=== Records ===
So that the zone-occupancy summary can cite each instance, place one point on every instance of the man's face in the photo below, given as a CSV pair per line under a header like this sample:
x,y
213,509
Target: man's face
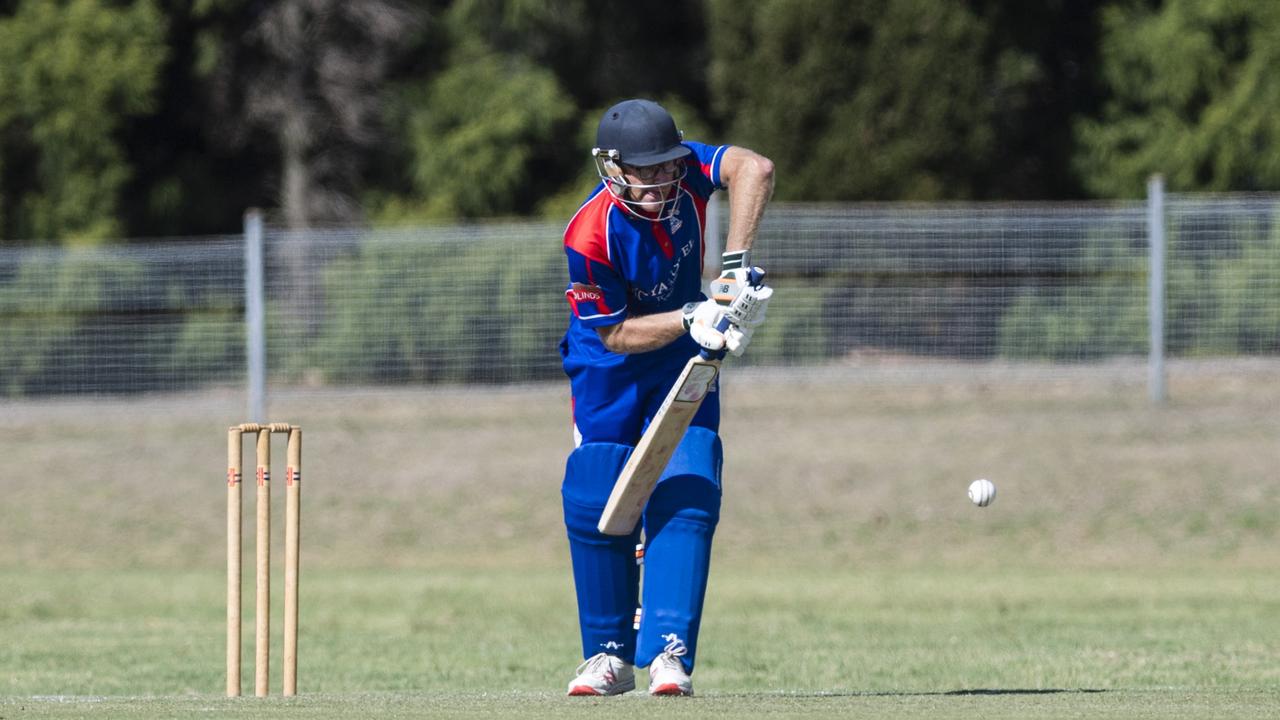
x,y
654,182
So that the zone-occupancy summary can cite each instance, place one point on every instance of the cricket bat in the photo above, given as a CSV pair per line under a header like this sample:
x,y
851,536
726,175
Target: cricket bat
x,y
649,459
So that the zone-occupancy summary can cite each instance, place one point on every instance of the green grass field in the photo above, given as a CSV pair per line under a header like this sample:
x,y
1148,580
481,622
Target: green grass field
x,y
1128,568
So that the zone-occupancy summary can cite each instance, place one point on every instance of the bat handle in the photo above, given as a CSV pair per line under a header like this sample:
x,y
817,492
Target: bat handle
x,y
717,354
755,277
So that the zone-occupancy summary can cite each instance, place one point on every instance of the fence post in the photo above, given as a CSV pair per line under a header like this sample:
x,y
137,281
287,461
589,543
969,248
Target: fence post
x,y
1156,288
255,317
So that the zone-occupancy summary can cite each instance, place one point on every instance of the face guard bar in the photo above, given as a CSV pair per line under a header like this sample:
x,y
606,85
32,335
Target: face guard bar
x,y
608,167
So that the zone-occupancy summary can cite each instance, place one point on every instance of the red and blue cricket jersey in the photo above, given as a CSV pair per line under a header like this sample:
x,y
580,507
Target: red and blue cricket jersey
x,y
622,265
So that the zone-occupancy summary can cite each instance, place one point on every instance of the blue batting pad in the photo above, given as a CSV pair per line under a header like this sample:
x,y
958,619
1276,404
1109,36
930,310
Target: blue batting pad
x,y
680,522
606,575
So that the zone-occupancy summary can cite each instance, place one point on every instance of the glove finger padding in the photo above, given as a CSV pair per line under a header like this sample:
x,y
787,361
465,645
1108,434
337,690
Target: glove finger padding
x,y
702,319
737,338
749,308
730,285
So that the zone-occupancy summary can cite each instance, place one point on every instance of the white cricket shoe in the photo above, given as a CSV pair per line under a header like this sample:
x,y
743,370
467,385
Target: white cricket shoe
x,y
603,674
667,674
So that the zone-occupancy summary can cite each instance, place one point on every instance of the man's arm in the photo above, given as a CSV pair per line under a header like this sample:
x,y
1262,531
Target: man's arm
x,y
749,177
641,333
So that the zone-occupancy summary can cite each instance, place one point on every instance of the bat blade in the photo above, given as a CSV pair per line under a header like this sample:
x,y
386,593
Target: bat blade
x,y
649,459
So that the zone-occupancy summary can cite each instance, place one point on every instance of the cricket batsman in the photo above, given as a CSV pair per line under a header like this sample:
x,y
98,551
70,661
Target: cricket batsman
x,y
635,254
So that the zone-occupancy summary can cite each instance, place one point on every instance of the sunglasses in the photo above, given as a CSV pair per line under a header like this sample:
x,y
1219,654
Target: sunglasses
x,y
650,172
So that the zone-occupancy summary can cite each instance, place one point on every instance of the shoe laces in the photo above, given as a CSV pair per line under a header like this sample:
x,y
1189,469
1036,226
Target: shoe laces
x,y
673,651
598,662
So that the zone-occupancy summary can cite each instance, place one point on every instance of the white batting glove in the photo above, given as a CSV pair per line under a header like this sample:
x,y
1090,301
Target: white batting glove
x,y
749,308
744,315
736,273
700,320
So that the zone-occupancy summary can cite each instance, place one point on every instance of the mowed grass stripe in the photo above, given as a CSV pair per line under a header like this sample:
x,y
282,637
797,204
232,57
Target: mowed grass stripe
x,y
805,639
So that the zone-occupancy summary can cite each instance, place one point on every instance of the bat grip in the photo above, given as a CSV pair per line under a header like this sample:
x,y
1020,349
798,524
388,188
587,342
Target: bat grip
x,y
755,277
717,354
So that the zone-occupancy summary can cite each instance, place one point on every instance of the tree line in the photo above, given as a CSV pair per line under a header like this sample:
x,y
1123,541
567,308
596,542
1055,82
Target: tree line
x,y
145,118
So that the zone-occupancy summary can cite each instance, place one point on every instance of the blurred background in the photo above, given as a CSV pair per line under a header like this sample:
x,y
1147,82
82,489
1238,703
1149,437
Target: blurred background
x,y
147,118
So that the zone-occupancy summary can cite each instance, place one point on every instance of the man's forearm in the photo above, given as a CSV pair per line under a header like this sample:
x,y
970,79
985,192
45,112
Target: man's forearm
x,y
643,333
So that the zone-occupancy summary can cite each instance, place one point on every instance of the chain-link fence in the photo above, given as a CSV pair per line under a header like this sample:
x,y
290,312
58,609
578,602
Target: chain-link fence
x,y
869,291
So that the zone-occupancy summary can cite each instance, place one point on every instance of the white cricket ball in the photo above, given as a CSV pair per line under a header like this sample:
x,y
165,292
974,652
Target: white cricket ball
x,y
982,492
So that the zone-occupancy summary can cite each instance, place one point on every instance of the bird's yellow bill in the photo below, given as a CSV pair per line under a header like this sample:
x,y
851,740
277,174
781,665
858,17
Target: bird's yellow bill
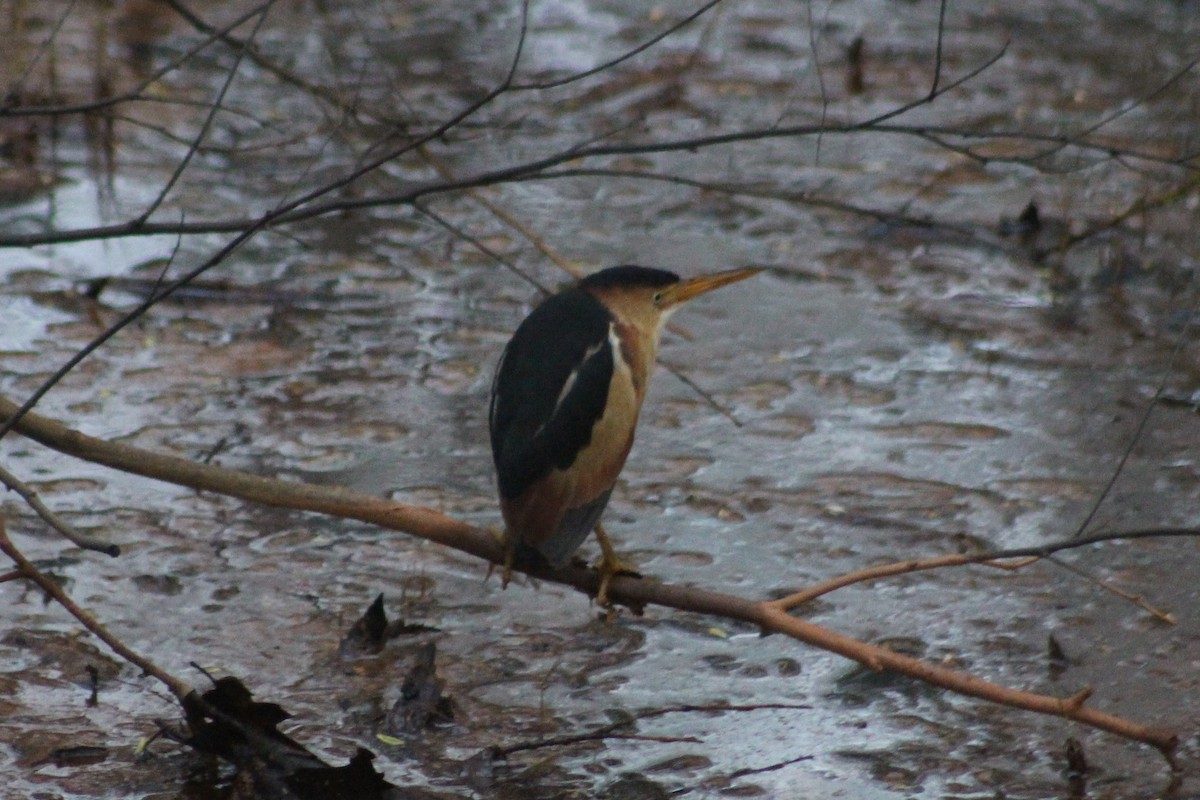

=== Work instructions ===
Which lines in the records above contain the string "ball"? Select every such line and copy it out, treating uppercase and lowercase as different.

=== Result of this exercise ===
So that the zone-occupancy summary can cite each instance, place one point on every instance of the white cricket ball in the photo above, given as a CSV pair per line under a header like this sample:
Target: white cricket ball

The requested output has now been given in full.